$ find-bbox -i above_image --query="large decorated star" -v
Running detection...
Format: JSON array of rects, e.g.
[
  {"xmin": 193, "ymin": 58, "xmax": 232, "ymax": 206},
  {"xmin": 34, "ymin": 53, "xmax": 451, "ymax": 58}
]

- [Task prompt]
The answer should be an exact reproduction of all the entries.

- [Task answer]
$ find-bbox -i above_image --query="large decorated star" -v
Running detection...
Format: JSON array of rects, e.g.
[
  {"xmin": 193, "ymin": 58, "xmax": 232, "ymax": 206},
  {"xmin": 34, "ymin": 53, "xmax": 451, "ymax": 58}
]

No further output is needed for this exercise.